— Begin Data for processing —

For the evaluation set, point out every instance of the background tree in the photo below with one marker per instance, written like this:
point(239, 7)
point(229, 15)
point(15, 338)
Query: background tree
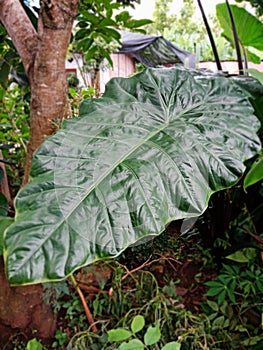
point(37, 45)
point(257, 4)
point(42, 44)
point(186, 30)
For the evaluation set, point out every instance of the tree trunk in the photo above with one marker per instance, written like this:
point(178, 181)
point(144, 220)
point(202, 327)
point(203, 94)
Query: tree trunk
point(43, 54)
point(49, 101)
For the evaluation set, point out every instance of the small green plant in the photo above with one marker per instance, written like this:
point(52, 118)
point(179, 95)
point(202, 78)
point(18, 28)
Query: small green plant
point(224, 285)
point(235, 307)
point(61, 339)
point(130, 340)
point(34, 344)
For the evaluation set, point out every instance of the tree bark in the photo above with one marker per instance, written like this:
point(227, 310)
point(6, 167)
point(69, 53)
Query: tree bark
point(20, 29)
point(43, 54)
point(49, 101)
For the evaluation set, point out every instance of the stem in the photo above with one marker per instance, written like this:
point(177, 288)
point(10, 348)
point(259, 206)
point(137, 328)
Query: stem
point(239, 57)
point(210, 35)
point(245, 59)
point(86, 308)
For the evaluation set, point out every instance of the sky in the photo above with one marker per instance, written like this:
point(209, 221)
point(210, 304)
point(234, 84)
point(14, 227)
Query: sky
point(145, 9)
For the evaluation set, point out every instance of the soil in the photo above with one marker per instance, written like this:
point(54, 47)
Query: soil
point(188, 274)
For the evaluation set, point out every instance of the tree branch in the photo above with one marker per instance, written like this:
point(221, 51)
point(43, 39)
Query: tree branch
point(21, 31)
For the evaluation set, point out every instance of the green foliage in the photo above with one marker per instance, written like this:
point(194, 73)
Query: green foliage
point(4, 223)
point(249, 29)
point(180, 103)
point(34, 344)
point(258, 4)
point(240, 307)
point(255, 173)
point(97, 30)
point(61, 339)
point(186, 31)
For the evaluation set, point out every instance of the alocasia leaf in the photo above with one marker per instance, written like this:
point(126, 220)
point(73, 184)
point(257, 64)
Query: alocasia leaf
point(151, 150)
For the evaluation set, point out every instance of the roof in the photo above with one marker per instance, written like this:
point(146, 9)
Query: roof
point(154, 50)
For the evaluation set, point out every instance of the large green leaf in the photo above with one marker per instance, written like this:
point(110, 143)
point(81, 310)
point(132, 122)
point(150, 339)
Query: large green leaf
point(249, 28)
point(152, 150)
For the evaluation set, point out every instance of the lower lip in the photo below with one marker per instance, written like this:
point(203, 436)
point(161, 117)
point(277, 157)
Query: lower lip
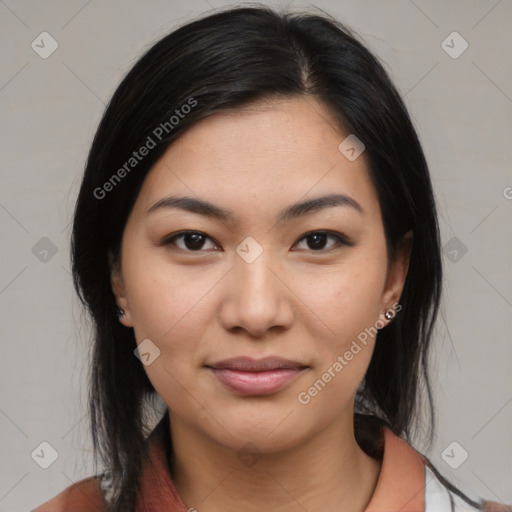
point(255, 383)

— End Data for processing —

* Exercise instructions *
Rewrite the part of the rows that opens with the line containing "For the evaluation set, point out every instance of the lower" and closes at the end of the rows, both ends included. Shift every coordinate in the answer points up by 89, keep the request lines and their sample points as they are, and leave the pictures out.

* Output for this exercise *
For the evaluation set, point out every instance of the lower lip in the photo below with one marker per instance, written like this:
point(203, 436)
point(161, 117)
point(277, 157)
Query: lower lip
point(344, 472)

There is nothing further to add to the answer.